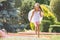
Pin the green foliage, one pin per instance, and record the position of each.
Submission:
(55, 28)
(55, 7)
(26, 6)
(43, 1)
(18, 3)
(48, 19)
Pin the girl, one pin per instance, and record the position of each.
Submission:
(35, 16)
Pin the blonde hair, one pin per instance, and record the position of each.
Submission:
(37, 4)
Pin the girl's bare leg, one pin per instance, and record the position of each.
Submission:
(38, 30)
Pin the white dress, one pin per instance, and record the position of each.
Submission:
(36, 17)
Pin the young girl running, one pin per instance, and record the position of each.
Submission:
(35, 16)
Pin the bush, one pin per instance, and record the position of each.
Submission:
(55, 7)
(48, 19)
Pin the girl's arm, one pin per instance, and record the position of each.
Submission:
(31, 16)
(41, 14)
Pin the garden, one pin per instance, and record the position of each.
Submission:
(14, 18)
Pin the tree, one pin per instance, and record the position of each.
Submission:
(26, 6)
(55, 7)
(43, 1)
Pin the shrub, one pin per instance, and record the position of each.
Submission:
(26, 6)
(48, 19)
(55, 28)
(55, 7)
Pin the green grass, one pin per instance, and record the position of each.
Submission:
(52, 37)
(22, 38)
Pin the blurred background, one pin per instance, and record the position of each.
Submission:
(14, 15)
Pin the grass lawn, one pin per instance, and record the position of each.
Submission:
(51, 37)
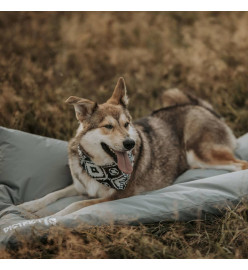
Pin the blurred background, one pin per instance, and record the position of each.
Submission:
(45, 57)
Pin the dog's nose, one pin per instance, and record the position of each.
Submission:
(129, 143)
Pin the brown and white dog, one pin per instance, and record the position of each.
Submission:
(112, 158)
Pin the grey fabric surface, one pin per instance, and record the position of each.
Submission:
(32, 166)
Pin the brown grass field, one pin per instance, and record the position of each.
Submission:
(45, 57)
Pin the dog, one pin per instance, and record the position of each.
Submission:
(112, 158)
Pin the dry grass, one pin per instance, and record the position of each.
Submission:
(46, 57)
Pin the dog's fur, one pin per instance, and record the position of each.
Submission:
(185, 133)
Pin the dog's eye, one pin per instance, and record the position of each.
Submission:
(108, 126)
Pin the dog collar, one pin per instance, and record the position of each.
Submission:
(109, 175)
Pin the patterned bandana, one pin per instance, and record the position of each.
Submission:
(109, 175)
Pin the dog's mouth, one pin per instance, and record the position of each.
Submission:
(121, 158)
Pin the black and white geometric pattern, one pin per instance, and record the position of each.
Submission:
(109, 175)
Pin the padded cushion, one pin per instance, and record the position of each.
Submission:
(32, 166)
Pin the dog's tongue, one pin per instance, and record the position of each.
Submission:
(124, 163)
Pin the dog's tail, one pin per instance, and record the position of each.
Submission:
(173, 97)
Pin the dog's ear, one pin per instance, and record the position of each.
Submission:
(119, 96)
(84, 108)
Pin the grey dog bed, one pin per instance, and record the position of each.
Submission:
(32, 166)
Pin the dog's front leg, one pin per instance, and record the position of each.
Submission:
(81, 204)
(35, 205)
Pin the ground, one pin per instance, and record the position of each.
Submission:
(47, 57)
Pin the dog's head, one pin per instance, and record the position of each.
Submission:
(106, 132)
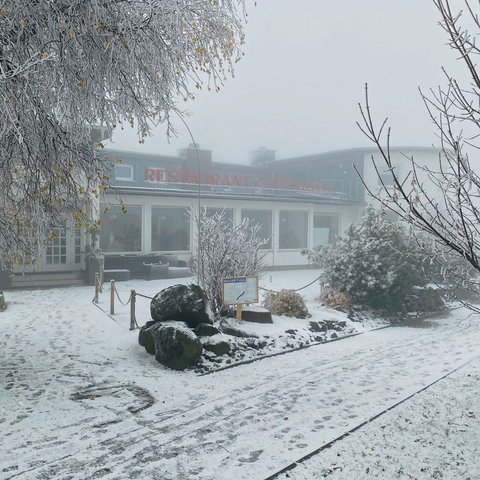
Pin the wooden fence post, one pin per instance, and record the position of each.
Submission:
(133, 320)
(97, 281)
(112, 297)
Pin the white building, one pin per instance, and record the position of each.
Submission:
(300, 202)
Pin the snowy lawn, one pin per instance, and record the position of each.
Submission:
(80, 399)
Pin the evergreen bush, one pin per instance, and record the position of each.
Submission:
(377, 263)
(286, 302)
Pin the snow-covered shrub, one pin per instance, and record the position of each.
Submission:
(223, 249)
(377, 263)
(336, 299)
(425, 300)
(286, 302)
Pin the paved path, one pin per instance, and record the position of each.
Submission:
(68, 414)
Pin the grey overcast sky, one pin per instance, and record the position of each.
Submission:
(296, 91)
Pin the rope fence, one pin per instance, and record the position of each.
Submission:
(132, 299)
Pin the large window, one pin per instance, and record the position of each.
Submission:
(227, 213)
(124, 172)
(325, 229)
(170, 229)
(263, 218)
(293, 229)
(121, 231)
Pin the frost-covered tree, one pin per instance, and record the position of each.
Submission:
(443, 201)
(71, 70)
(377, 263)
(224, 249)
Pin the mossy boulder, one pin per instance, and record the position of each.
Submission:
(176, 346)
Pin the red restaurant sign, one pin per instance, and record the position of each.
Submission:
(164, 176)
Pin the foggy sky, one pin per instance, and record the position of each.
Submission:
(296, 91)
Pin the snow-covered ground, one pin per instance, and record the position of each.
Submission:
(80, 399)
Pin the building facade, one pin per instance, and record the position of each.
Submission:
(300, 202)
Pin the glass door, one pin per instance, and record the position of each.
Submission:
(62, 251)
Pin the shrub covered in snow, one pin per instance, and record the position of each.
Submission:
(425, 300)
(286, 302)
(377, 263)
(336, 299)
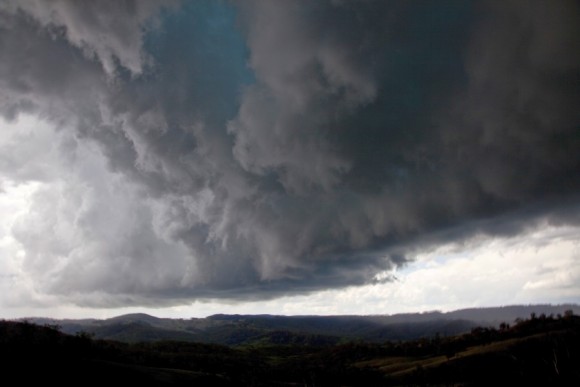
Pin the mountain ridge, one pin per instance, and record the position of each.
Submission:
(247, 329)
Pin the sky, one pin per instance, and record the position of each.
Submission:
(186, 158)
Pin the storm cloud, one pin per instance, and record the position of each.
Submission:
(249, 150)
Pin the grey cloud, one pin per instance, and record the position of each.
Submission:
(366, 133)
(111, 31)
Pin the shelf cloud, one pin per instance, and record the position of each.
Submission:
(223, 150)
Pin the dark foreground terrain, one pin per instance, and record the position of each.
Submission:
(540, 350)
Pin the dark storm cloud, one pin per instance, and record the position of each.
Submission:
(266, 148)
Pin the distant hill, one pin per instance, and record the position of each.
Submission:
(325, 330)
(540, 350)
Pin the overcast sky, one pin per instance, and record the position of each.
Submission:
(291, 157)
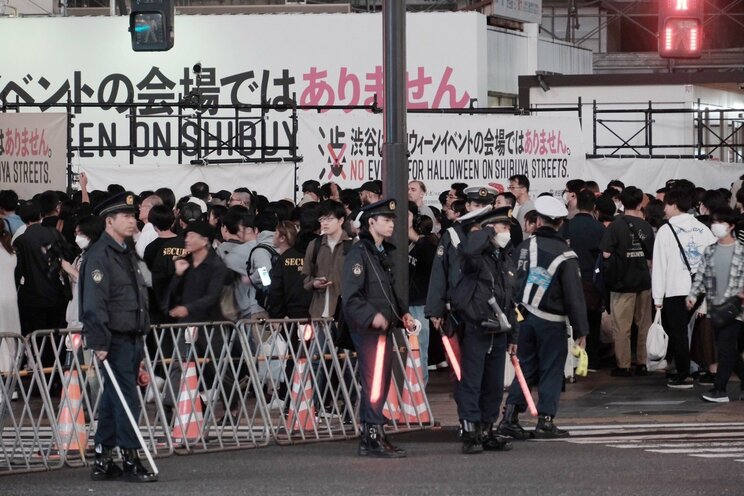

▶ _Problem_:
Return each line from the material that includes the string "cloud".

▶ _Result for this exercise_:
Pin the storm cloud, one pin per instance, and record the position of each.
Pin the grey cloud, one pin per instance, and record the position of each.
Pin the shelf cloud, one pin per instance, and record the position of each.
Pin the dark storm cloud, one pin per instance, and record the position of each.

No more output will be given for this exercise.